• Direction A: List every television network the forum comments name as part of the mainstream media.
• Direction B: According to the forum comments, which two sites does one commenter fear Hacker News will end up like?

• Text passage:

┌──

It is interesting how, for example, the Google zeitgeist works, or the "trending topics" on Twitter. There are big pipes and there are small pipes, but in the oligopoly of mainstream media, it is only a select few who control the flow of data.

P.S. By "mainstream media," I mean the conglomerates who control the major networks of NBC, ABC, CBS, FOX, and the other free airwaves that don't require a cable subscription payment every month.


I wish I had the time to read enough comments to have an intelligent opinion on this.... I generally vote things up that I strongly agree with and vote things down that I strongly disagree with, without putting much more thought into it than that.


Its just a number, this is just a board where we discuss what others have written (and then people find time to VOTE on the discussions about what someone else has written!). stop taking this number so seriously people!!


I have little hope that Hacker News will not suffer the same fate as reddit and digg. Hopefully there will be a new refuge by then (on the other hand, it could save me quite some time).


It's a number that really means nothing in the whole scope life. Why are you so concerned with it? This is a legitimate question. No one has ever answered it.

└──

• Dataset content:
┌──

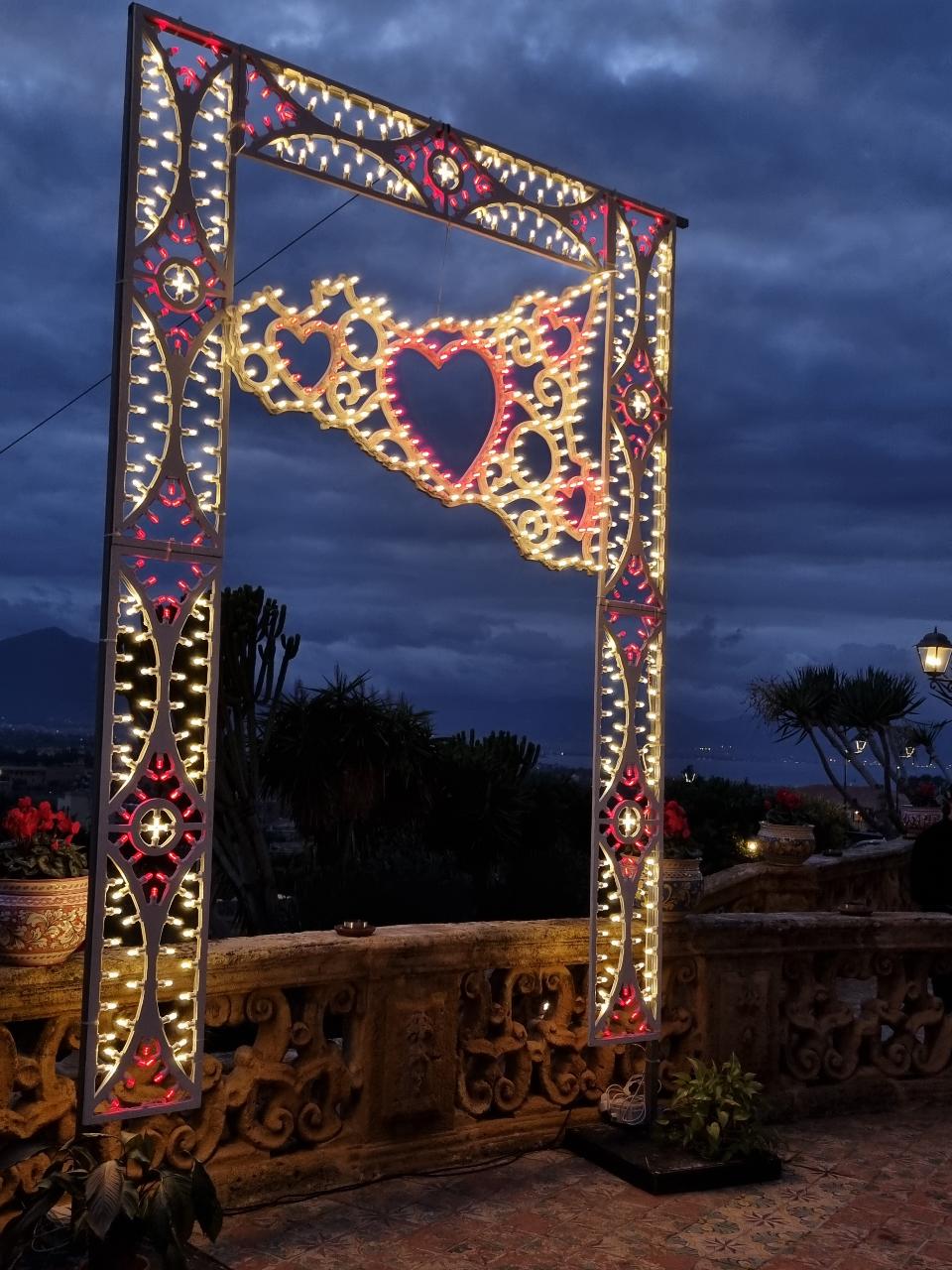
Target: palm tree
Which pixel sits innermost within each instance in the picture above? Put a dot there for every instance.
(803, 705)
(250, 684)
(832, 711)
(875, 702)
(348, 762)
(924, 735)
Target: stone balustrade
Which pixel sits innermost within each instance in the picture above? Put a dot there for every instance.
(333, 1061)
(876, 875)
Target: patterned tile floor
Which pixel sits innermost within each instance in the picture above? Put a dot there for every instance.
(860, 1193)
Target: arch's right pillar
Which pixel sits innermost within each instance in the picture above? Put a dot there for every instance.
(625, 980)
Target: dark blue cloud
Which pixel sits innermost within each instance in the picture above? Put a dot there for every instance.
(811, 445)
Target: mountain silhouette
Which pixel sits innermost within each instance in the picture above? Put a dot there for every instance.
(48, 679)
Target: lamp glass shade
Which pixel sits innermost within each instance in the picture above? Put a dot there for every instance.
(934, 652)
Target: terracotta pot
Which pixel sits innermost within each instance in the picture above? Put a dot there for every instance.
(918, 818)
(784, 843)
(42, 920)
(680, 885)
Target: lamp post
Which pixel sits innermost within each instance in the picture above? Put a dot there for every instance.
(934, 652)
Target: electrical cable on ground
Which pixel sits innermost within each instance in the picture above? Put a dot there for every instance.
(454, 1171)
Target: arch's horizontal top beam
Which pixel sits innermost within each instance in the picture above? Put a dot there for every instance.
(295, 118)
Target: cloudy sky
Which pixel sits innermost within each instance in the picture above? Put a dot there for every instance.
(810, 144)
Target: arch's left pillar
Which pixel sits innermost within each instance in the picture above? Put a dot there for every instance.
(144, 988)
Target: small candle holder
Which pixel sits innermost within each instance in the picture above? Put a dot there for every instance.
(354, 930)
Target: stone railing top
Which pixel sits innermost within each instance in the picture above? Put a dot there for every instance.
(869, 852)
(875, 873)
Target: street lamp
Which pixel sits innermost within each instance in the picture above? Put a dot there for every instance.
(934, 652)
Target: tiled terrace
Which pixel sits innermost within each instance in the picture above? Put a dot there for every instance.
(861, 1192)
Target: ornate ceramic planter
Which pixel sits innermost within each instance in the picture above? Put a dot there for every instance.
(918, 818)
(680, 885)
(42, 921)
(784, 843)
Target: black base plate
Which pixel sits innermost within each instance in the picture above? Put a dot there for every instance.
(661, 1169)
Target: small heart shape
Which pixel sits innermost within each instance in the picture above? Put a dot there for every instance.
(311, 359)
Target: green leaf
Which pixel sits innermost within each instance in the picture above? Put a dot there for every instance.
(104, 1197)
(176, 1191)
(206, 1202)
(175, 1256)
(17, 1233)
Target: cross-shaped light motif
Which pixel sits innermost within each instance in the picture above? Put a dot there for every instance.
(445, 172)
(180, 285)
(158, 828)
(629, 822)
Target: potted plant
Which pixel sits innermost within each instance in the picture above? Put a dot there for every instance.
(716, 1114)
(44, 883)
(785, 835)
(711, 1134)
(680, 864)
(123, 1214)
(924, 804)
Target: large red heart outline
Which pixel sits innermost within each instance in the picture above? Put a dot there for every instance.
(438, 357)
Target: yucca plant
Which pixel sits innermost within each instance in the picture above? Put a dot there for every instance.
(119, 1207)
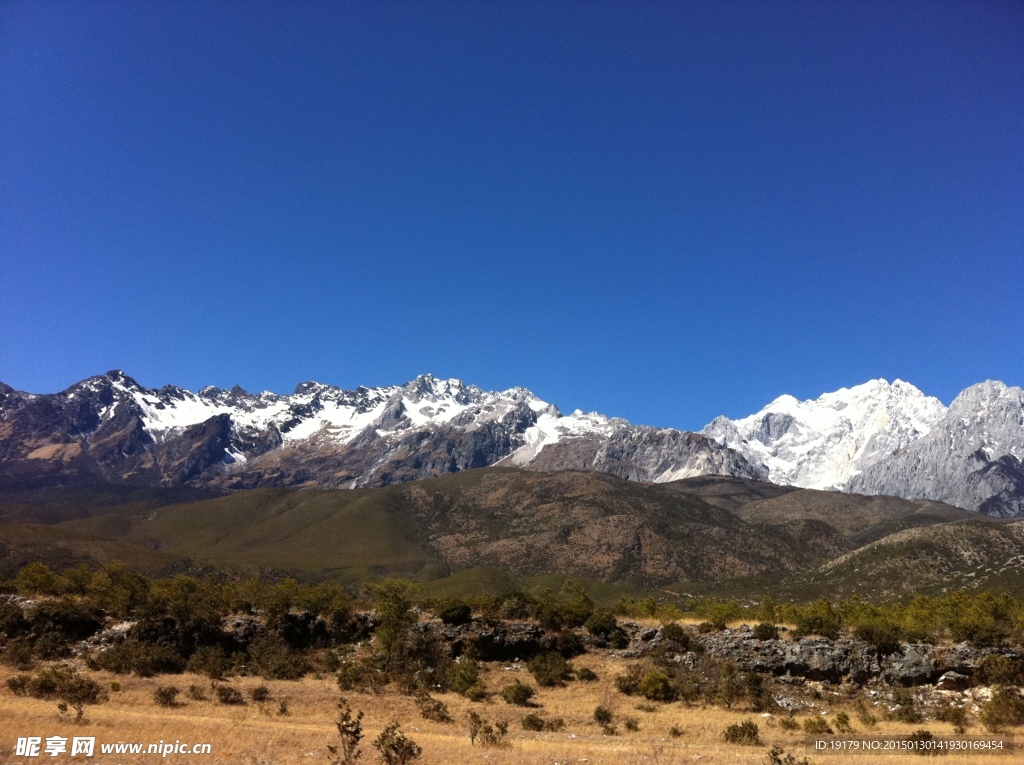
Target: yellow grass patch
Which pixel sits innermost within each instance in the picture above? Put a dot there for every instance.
(256, 734)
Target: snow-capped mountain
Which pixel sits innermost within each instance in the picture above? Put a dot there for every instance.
(890, 438)
(110, 428)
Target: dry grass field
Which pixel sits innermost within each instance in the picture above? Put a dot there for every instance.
(257, 734)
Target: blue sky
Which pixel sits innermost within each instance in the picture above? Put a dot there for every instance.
(659, 211)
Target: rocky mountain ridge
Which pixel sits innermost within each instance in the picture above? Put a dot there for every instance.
(890, 438)
(879, 437)
(111, 429)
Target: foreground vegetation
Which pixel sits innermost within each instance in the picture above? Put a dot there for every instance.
(129, 657)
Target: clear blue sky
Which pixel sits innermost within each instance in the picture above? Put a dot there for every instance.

└──

• Correct response A: NBC, ABC, CBS, FOX

• Correct response B: Reddit and Digg.